== Prompt ==
Keep only the lines of the data below that contain "hair", and copy them.

|---|

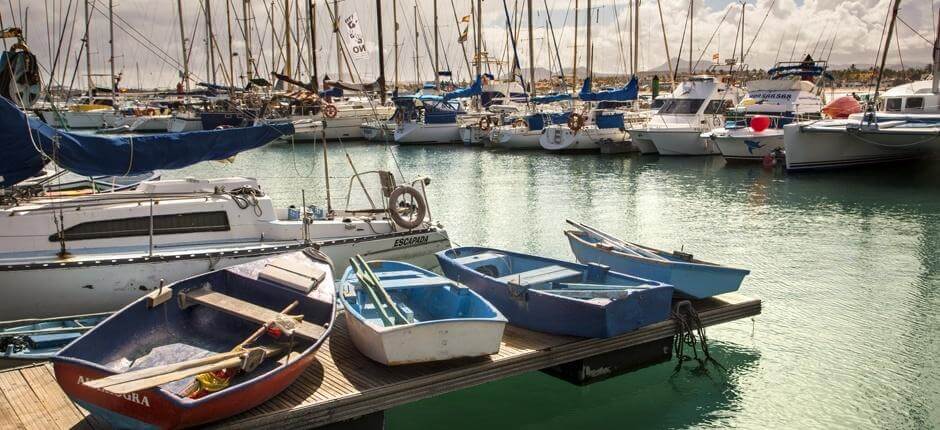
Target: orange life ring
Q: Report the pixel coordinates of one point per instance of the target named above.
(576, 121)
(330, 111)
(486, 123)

|---|

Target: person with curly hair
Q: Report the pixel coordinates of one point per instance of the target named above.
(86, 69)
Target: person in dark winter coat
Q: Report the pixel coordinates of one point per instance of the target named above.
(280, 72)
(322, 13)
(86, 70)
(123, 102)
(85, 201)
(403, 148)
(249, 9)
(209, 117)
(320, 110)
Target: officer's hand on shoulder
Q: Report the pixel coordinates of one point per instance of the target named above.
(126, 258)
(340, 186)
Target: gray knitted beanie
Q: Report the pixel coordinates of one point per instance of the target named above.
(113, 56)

|---|

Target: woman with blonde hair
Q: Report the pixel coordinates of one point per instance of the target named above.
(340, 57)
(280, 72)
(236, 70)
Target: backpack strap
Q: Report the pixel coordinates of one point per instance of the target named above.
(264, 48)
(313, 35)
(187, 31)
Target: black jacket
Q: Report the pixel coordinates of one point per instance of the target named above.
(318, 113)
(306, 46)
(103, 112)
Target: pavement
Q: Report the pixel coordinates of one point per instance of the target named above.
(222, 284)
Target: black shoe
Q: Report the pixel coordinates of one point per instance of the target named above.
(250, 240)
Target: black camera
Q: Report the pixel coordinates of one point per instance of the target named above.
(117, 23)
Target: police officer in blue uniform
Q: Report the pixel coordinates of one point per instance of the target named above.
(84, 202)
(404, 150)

|---|

== Solution to this exercise ==
Target: person with curly hair
Target: woman with blonde hair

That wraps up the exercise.